[Point labeling dataset excerpts]
+ + + +
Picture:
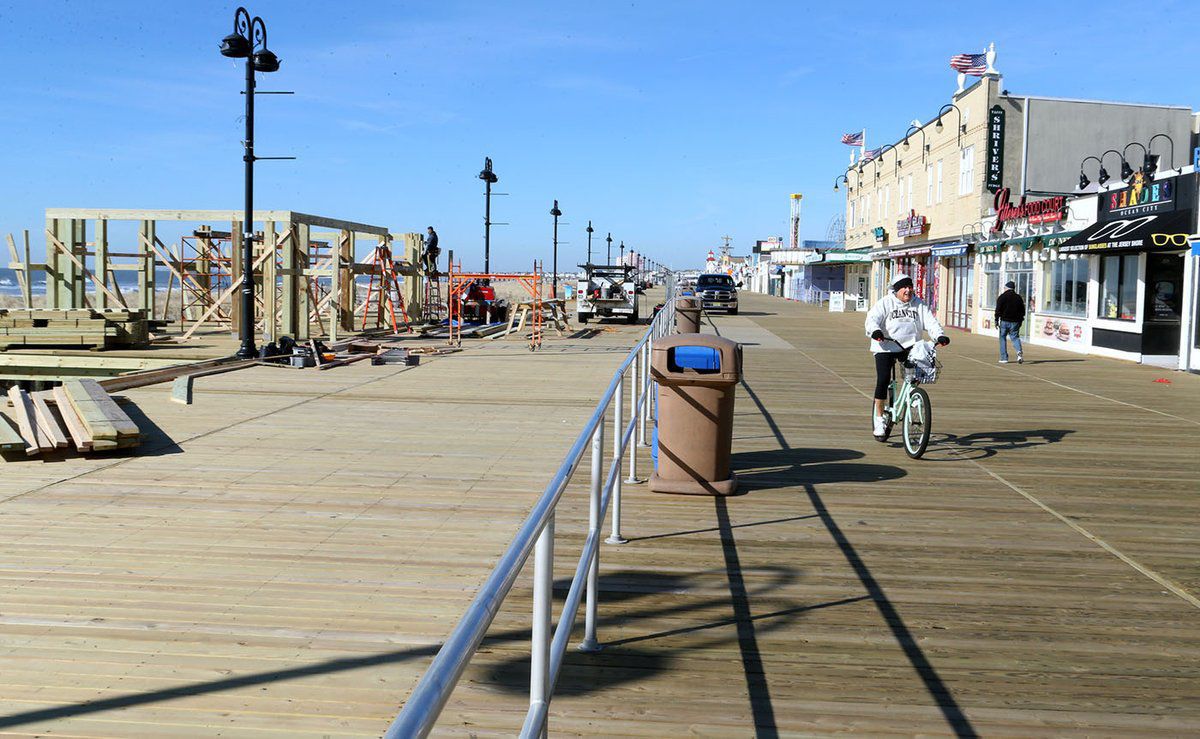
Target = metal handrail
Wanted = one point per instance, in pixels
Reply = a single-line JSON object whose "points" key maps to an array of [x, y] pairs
{"points": [[535, 534]]}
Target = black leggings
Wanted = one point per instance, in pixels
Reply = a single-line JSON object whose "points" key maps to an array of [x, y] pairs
{"points": [[883, 361]]}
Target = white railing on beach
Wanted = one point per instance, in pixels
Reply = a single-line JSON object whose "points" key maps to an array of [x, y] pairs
{"points": [[537, 536]]}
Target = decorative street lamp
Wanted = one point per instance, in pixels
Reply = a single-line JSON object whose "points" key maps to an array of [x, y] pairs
{"points": [[490, 179], [553, 282], [249, 34]]}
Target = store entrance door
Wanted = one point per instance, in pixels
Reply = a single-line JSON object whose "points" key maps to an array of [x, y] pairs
{"points": [[1024, 280], [1164, 305]]}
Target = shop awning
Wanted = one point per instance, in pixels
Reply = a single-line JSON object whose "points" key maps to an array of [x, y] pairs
{"points": [[1134, 233]]}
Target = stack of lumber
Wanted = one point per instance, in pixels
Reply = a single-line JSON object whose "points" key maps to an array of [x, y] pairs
{"points": [[78, 413], [76, 328]]}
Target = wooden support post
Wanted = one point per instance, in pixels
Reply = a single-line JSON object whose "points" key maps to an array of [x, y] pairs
{"points": [[147, 269], [270, 283], [101, 263], [235, 238], [343, 282]]}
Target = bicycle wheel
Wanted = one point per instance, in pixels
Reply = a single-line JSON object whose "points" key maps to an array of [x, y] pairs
{"points": [[918, 420]]}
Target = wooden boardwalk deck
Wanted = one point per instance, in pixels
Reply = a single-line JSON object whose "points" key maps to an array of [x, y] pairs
{"points": [[287, 559], [1015, 582]]}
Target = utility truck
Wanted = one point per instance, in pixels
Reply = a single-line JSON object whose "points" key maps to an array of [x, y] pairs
{"points": [[606, 290]]}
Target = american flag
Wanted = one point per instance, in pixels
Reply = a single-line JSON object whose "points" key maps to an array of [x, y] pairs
{"points": [[970, 64]]}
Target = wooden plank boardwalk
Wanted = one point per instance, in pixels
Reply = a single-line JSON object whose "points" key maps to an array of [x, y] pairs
{"points": [[1015, 582], [283, 558]]}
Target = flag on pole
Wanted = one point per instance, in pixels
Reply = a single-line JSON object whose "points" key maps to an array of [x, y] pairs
{"points": [[852, 139], [970, 64]]}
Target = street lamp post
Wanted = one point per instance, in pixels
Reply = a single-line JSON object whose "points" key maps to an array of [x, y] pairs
{"points": [[249, 34], [490, 179], [553, 281]]}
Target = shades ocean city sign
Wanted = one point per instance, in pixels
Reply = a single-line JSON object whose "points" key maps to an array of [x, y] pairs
{"points": [[1140, 198], [1047, 210], [912, 226]]}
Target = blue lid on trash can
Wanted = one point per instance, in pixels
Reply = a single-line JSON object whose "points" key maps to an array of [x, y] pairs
{"points": [[695, 358]]}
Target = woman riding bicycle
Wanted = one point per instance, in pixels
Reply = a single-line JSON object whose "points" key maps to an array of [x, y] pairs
{"points": [[895, 324]]}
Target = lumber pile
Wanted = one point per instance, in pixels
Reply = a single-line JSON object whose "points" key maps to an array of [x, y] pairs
{"points": [[76, 328], [77, 413]]}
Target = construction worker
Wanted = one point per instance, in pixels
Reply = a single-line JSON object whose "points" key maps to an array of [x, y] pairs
{"points": [[430, 258]]}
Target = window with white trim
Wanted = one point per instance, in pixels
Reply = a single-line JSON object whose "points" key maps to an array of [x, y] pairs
{"points": [[966, 170]]}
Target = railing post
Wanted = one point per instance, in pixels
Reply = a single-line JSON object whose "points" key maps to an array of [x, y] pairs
{"points": [[635, 389], [591, 610], [618, 400], [645, 388], [543, 600]]}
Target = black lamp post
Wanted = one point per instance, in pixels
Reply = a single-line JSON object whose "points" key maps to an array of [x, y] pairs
{"points": [[490, 179], [249, 34], [553, 281]]}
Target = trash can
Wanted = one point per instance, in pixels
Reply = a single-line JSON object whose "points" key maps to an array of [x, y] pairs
{"points": [[688, 316], [697, 374]]}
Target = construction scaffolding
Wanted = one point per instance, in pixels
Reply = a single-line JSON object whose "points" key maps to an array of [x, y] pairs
{"points": [[457, 295], [306, 281]]}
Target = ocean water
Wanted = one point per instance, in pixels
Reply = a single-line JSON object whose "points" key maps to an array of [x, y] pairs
{"points": [[10, 286]]}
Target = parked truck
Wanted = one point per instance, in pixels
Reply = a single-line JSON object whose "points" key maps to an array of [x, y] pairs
{"points": [[606, 290]]}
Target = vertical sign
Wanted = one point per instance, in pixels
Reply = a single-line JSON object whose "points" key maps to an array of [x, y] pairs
{"points": [[995, 148]]}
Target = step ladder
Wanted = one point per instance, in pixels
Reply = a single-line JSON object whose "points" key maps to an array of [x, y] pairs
{"points": [[435, 306], [384, 295]]}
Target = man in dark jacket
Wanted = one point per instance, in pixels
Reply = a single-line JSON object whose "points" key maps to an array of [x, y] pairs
{"points": [[1009, 317], [431, 252]]}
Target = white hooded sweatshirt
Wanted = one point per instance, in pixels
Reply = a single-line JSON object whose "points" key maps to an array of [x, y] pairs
{"points": [[903, 323]]}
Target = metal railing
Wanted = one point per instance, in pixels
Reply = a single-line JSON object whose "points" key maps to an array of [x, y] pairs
{"points": [[537, 536]]}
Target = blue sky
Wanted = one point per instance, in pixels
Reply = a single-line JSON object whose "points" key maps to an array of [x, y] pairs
{"points": [[667, 124]]}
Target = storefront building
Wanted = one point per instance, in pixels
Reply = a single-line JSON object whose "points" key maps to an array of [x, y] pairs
{"points": [[1137, 252]]}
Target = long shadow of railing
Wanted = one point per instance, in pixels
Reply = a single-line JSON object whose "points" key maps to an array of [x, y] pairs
{"points": [[934, 684]]}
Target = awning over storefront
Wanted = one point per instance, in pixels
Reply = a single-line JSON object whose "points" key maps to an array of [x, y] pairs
{"points": [[949, 250], [1025, 242], [840, 257], [1150, 232]]}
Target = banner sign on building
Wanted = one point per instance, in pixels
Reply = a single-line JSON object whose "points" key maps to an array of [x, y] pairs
{"points": [[912, 226], [1038, 211], [995, 148], [1140, 198]]}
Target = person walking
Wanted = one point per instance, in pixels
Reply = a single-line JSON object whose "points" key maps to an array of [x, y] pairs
{"points": [[894, 324], [1009, 317], [430, 258]]}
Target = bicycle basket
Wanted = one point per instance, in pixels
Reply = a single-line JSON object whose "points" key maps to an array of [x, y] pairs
{"points": [[924, 371]]}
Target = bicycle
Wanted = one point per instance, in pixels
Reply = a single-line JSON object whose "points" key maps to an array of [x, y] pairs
{"points": [[909, 404]]}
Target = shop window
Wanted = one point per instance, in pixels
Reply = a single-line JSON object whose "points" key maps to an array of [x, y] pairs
{"points": [[1066, 288], [990, 283], [966, 170], [1119, 287]]}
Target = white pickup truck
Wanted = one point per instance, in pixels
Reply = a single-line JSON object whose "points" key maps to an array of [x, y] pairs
{"points": [[606, 290]]}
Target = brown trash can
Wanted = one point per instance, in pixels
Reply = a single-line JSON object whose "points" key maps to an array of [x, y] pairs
{"points": [[697, 376], [688, 316]]}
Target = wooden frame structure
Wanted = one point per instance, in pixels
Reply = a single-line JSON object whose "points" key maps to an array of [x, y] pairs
{"points": [[312, 272]]}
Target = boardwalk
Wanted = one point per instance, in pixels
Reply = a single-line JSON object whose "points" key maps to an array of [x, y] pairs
{"points": [[288, 560], [1036, 575]]}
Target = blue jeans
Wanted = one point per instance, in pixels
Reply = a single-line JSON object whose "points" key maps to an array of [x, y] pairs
{"points": [[1007, 329]]}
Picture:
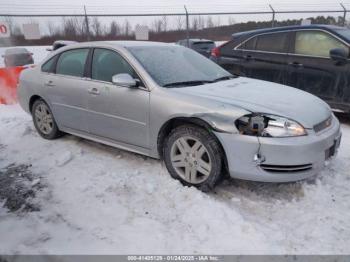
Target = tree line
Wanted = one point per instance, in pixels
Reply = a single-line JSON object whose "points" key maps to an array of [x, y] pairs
{"points": [[75, 28]]}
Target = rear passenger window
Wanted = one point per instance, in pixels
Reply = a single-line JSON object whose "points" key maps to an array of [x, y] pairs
{"points": [[249, 45], [306, 41], [72, 62], [276, 42], [48, 67], [107, 63]]}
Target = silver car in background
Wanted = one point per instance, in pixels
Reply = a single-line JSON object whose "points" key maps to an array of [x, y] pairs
{"points": [[169, 102]]}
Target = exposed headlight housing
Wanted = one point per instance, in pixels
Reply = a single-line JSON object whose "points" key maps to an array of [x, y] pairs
{"points": [[266, 125]]}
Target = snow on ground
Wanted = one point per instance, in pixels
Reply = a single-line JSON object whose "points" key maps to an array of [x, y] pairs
{"points": [[95, 199], [39, 53]]}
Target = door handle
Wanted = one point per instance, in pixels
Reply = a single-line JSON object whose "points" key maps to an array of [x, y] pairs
{"points": [[49, 83], [295, 64], [94, 91], [248, 57]]}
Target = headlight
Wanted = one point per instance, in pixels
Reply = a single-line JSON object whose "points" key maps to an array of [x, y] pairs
{"points": [[269, 126]]}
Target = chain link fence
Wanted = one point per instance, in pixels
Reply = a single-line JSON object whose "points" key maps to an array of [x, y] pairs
{"points": [[85, 24]]}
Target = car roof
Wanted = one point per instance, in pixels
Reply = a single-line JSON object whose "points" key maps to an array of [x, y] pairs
{"points": [[197, 40], [287, 28], [125, 44], [16, 51]]}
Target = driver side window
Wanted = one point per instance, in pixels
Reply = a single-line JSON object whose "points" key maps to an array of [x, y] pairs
{"points": [[107, 63], [306, 41]]}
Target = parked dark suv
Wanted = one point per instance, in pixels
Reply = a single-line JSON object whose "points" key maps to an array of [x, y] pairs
{"points": [[314, 58]]}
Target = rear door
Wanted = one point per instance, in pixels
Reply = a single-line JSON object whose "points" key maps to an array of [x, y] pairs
{"points": [[116, 112], [265, 56], [67, 91], [311, 68]]}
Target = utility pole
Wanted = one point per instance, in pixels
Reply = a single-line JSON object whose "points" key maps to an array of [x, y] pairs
{"points": [[344, 16], [87, 24], [273, 16], [187, 27]]}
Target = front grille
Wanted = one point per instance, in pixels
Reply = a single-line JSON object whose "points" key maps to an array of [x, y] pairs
{"points": [[323, 125], [286, 169]]}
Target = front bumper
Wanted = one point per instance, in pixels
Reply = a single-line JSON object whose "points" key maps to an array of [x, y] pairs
{"points": [[283, 159]]}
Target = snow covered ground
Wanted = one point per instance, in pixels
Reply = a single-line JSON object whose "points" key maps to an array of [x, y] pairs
{"points": [[94, 199]]}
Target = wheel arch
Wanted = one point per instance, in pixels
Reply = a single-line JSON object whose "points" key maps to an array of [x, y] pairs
{"points": [[178, 121], [32, 99]]}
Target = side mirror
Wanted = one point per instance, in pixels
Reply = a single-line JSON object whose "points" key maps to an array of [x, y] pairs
{"points": [[339, 55], [124, 80]]}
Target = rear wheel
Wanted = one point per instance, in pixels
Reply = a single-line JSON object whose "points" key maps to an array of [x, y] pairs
{"points": [[44, 121], [193, 156]]}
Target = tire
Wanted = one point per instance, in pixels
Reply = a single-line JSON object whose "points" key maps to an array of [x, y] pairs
{"points": [[199, 163], [44, 121]]}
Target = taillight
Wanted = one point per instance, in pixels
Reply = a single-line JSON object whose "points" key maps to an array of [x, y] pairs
{"points": [[215, 52]]}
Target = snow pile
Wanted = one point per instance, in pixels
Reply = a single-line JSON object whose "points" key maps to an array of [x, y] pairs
{"points": [[39, 53], [102, 200]]}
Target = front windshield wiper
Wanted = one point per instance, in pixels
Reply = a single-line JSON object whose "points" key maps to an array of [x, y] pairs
{"points": [[224, 78], [187, 83]]}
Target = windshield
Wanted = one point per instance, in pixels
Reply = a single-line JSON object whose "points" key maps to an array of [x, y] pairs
{"points": [[344, 32], [176, 64]]}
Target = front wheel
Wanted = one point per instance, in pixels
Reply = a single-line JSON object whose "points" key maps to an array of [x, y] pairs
{"points": [[44, 121], [193, 156]]}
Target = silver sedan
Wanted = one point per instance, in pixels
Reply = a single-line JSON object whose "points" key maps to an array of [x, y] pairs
{"points": [[167, 101]]}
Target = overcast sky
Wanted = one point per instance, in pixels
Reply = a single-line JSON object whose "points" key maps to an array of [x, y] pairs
{"points": [[137, 6]]}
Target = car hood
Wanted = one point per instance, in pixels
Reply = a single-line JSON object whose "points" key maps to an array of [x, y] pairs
{"points": [[264, 97]]}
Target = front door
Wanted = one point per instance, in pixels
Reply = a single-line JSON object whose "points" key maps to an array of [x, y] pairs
{"points": [[115, 112], [310, 67], [66, 89]]}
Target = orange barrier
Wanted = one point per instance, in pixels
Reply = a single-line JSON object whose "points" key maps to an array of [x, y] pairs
{"points": [[9, 77]]}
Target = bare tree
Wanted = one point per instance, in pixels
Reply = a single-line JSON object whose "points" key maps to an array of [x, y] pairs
{"points": [[179, 22], [96, 27], [201, 22], [157, 25], [218, 21], [231, 20], [52, 29], [164, 23], [127, 28], [194, 23], [210, 22], [114, 29], [73, 27]]}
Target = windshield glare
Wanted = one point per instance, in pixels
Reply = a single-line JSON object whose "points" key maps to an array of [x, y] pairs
{"points": [[344, 32], [174, 64]]}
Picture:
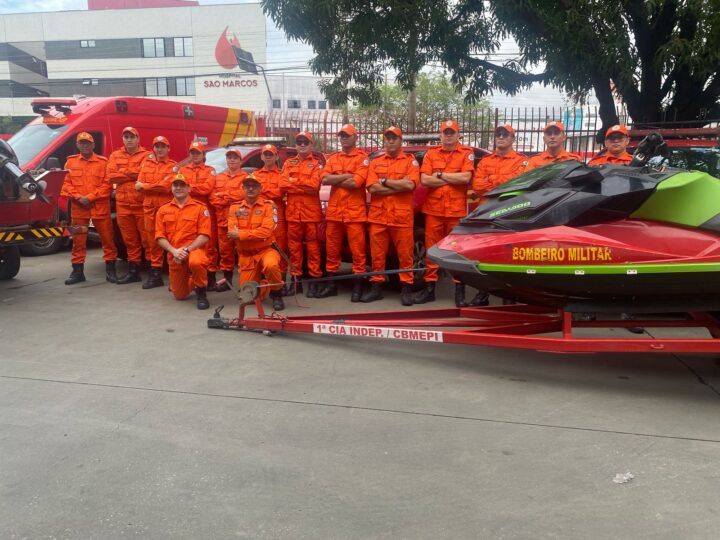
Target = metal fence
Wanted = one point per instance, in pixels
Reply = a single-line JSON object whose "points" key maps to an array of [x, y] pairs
{"points": [[476, 125]]}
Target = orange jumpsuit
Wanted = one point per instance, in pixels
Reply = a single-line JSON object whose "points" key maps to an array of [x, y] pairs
{"points": [[228, 189], [180, 227], [271, 180], [301, 182], [346, 211], [87, 177], [391, 217], [444, 205], [157, 177], [545, 159], [256, 257], [123, 170], [201, 179], [609, 159]]}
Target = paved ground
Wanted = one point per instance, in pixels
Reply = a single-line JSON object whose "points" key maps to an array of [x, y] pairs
{"points": [[123, 416]]}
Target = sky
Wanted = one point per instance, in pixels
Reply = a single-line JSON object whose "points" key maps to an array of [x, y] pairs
{"points": [[282, 53]]}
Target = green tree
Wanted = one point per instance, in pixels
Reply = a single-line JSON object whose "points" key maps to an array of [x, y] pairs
{"points": [[661, 56]]}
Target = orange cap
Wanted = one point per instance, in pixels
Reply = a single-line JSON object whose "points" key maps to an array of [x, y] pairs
{"points": [[449, 124], [506, 127], [197, 145], [305, 134], [558, 125], [616, 129], [349, 129]]}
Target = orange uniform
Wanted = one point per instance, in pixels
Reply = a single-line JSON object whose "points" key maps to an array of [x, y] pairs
{"points": [[271, 180], [87, 178], [444, 205], [609, 159], [257, 259], [301, 183], [180, 227], [157, 177], [201, 179], [347, 210], [123, 170], [391, 217], [546, 158]]}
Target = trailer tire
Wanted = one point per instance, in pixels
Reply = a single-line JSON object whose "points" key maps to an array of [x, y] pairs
{"points": [[9, 262]]}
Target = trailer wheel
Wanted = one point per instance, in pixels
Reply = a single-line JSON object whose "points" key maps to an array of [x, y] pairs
{"points": [[9, 262]]}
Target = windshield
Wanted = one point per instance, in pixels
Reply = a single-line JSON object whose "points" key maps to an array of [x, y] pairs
{"points": [[33, 138]]}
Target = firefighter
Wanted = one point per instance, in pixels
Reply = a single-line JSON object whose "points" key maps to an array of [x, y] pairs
{"points": [[122, 170], [182, 228], [228, 189], [499, 167], [446, 171], [554, 138], [271, 178], [154, 180], [392, 177], [616, 141], [301, 183], [88, 189], [201, 178], [251, 225], [346, 172]]}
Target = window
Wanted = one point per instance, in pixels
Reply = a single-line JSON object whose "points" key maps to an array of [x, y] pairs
{"points": [[153, 47], [185, 86], [182, 46], [156, 87]]}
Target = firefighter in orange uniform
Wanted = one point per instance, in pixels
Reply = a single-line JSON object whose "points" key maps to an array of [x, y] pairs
{"points": [[346, 172], [154, 180], [616, 141], [201, 178], [182, 228], [88, 189], [271, 178], [301, 183], [251, 224], [122, 170], [554, 138], [392, 178], [446, 171]]}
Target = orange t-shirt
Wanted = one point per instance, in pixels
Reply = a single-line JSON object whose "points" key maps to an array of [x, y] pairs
{"points": [[449, 200], [348, 205], [396, 210]]}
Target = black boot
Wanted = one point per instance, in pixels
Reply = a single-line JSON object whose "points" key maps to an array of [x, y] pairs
{"points": [[154, 279], [77, 275], [133, 275], [278, 304], [460, 295], [406, 298], [424, 296], [481, 299], [375, 293], [330, 288], [225, 283], [201, 297], [357, 290], [110, 272]]}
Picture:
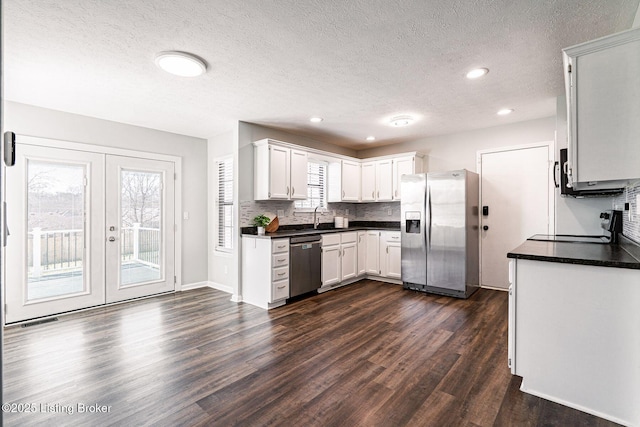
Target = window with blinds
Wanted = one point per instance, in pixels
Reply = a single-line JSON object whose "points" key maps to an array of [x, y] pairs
+ + + +
◆ **Directive**: Produce an exact copy of only those lines that run from the line with "Target = firefighter in orange uniform" to the final line of the records, including both; exclude images.

◆ **Solution**:
Target = firefighter in orange uniform
Wanted = one point per instance, in pixels
Reply = a single-line JSON object whose "points" key maps to an array of [x, y] pairs
{"points": [[346, 172], [154, 180], [616, 141], [201, 178], [182, 228], [88, 189], [271, 178], [301, 183], [251, 224], [122, 170], [554, 138], [392, 178], [446, 171]]}
Target = orange t-shirt
Wanted = one point per instance, in pixels
Reply = a single-line JSON object whose "points" key maps to an array of [x, y] pairs
{"points": [[449, 200], [348, 205], [396, 210]]}
Target = black boot
Wanted = one point per instance, in pixels
Reply = a single-line JSON object whose "points" key maps to an array of [x, y] pairs
{"points": [[154, 279], [77, 275], [133, 275], [278, 304], [460, 295], [406, 298], [424, 296], [481, 299], [375, 293], [330, 288], [225, 283], [201, 297], [357, 290], [110, 272]]}
Picture:
Target = window with blinds
Wanted = one point per instance, in pixels
Reply = a single-line JSON object whose "points" key maps to an array of [x, y] pairs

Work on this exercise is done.